** Start **

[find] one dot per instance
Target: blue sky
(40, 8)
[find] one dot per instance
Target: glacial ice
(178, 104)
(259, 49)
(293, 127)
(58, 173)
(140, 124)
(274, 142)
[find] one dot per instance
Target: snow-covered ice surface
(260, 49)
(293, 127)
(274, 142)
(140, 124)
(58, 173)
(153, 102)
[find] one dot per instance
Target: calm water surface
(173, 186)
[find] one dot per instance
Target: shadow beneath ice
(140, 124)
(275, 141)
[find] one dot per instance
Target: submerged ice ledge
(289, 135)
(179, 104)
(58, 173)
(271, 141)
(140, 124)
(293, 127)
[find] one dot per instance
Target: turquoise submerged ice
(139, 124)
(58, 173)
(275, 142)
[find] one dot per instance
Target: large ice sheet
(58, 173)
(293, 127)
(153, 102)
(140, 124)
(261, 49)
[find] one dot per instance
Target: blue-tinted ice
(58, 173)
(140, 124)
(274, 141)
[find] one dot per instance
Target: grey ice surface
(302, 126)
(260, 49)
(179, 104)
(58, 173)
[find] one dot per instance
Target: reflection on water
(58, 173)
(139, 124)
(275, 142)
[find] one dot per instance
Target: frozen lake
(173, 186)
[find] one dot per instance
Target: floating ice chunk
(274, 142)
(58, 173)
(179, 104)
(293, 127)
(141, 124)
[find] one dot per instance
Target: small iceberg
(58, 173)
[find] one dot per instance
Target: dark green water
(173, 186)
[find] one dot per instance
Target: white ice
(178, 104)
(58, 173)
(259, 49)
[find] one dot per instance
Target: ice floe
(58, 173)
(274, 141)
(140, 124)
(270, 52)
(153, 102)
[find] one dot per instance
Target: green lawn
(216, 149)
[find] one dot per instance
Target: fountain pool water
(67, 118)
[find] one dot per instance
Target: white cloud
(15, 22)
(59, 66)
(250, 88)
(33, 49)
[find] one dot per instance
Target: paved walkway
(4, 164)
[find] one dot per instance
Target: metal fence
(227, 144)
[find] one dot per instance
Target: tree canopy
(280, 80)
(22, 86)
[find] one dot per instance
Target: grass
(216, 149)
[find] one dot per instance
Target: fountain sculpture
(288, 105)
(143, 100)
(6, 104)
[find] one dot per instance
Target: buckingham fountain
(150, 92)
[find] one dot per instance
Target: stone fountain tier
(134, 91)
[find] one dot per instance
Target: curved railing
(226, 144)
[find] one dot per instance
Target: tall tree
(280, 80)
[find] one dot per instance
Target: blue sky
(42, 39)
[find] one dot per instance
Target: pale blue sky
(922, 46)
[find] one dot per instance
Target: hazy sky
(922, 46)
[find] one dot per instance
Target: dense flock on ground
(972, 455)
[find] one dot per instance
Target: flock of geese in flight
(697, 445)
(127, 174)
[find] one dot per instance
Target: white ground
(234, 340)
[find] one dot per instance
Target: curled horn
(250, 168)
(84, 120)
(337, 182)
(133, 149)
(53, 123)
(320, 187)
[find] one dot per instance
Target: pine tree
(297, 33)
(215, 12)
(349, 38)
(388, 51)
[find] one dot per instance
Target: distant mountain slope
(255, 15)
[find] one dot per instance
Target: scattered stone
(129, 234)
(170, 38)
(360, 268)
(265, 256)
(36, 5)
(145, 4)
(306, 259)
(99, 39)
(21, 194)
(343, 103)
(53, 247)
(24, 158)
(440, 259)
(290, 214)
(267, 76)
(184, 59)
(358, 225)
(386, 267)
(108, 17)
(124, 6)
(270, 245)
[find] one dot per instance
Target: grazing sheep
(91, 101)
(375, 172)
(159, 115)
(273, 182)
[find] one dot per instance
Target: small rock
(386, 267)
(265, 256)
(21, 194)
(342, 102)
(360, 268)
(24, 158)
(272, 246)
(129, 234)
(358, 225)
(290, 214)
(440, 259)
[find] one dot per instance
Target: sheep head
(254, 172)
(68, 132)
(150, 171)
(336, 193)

** End **

### Directive
All records above must be set down exactly, please.

### Response
[find] one dot per instance
Target: blue sky
(40, 8)
[find] one dot per instance
Target: glacial ice
(178, 104)
(259, 49)
(293, 127)
(58, 173)
(140, 124)
(274, 142)
[find] one dot per instance
Target: snow-covered ice surface
(260, 49)
(293, 127)
(274, 142)
(140, 124)
(58, 173)
(153, 102)
[find] one dot per instance
Target: calm water surface
(173, 186)
[find] one dot per instance
Target: shadow beneath ice
(140, 124)
(275, 141)
[find] one dot per instance
Target: submerged ice ledge
(289, 135)
(179, 104)
(58, 173)
(271, 141)
(140, 124)
(293, 127)
[find] one dot per instance
Target: turquoise submerged ice
(139, 124)
(58, 173)
(275, 142)
[find] one dot per instance
Target: large ice sheet
(58, 173)
(293, 127)
(153, 102)
(140, 124)
(261, 49)
[find] one dot per instance
Target: blue-tinted ice
(58, 173)
(140, 124)
(274, 141)
[find] one dot per instance
Target: grey ice surface
(302, 126)
(260, 49)
(179, 104)
(58, 173)
[find] one dot per instance
Target: reflection on water
(58, 173)
(139, 124)
(275, 142)
[find] one dot per instance
Target: frozen lake
(173, 186)
[find] one dot per instance
Target: floating ice chunk
(274, 142)
(58, 173)
(179, 104)
(293, 127)
(141, 124)
[find] one dot per instance
Target: small iceberg
(58, 173)
[find] one dot per instance
Target: dark green water
(173, 186)
[find] one dot per instance
Target: white ice
(178, 104)
(58, 173)
(259, 49)
[find] one dot per instance
Target: ice floe
(58, 173)
(274, 141)
(140, 124)
(270, 52)
(153, 102)
[find] one dot per instance
Target: green lawn
(216, 149)
[find] one dot per instance
Target: fountain pool water
(67, 118)
[find] one dot per instance
Target: white cloud
(15, 22)
(59, 66)
(250, 88)
(33, 49)
[find] one dot per instance
Target: paved walkway
(4, 164)
[find] one dot per instance
Target: metal fence
(227, 144)
[find] one dot per instance
Target: tree canopy
(280, 80)
(22, 86)
[find] one dot per instance
Target: grass
(216, 149)
[find] one dot per instance
Target: fountain sculpture
(288, 105)
(143, 100)
(6, 104)
[find] one dot per instance
Target: buckingham fountain
(150, 92)
[find] one dot per instance
Target: stone fountain tier
(134, 91)
[find] one dot per instance
Target: curved railing
(226, 144)
[find] one dot per instance
Target: tall tree
(280, 80)
[find] one dot per instance
Target: blue sky
(42, 39)
[find] one dot per instance
Target: pale blue sky
(922, 46)
[find] one dot per instance
Target: hazy sky
(922, 46)
[find] one dot per instance
Target: dense flock on ground
(972, 455)
[find] one dot per instance
Target: flock of geese in flight
(697, 445)
(127, 174)
[find] one dot per instance
Target: white ground
(234, 340)
[find] one dot per instance
Target: curled horn
(250, 168)
(84, 120)
(337, 182)
(133, 149)
(53, 123)
(320, 187)
[find] one dot per instance
Target: pine tree
(297, 33)
(215, 12)
(349, 38)
(388, 51)
[find] one dot per instance
Target: distant mountain slope
(255, 15)
[find] one dot per instance
Target: scattered stone
(129, 234)
(170, 38)
(360, 268)
(265, 256)
(36, 5)
(145, 4)
(306, 259)
(99, 39)
(21, 194)
(343, 103)
(53, 247)
(24, 158)
(440, 259)
(290, 214)
(267, 76)
(184, 59)
(358, 225)
(386, 267)
(108, 17)
(124, 6)
(270, 245)
[find] one dot per instance
Target: grazing sheep
(91, 101)
(375, 172)
(159, 115)
(273, 182)
[find] one dot per instance
Target: small rock
(386, 267)
(265, 256)
(21, 194)
(342, 102)
(360, 268)
(24, 158)
(272, 246)
(129, 234)
(358, 225)
(290, 214)
(440, 259)
[find] one dot per instance
Target: sheep head
(254, 172)
(68, 132)
(150, 171)
(336, 193)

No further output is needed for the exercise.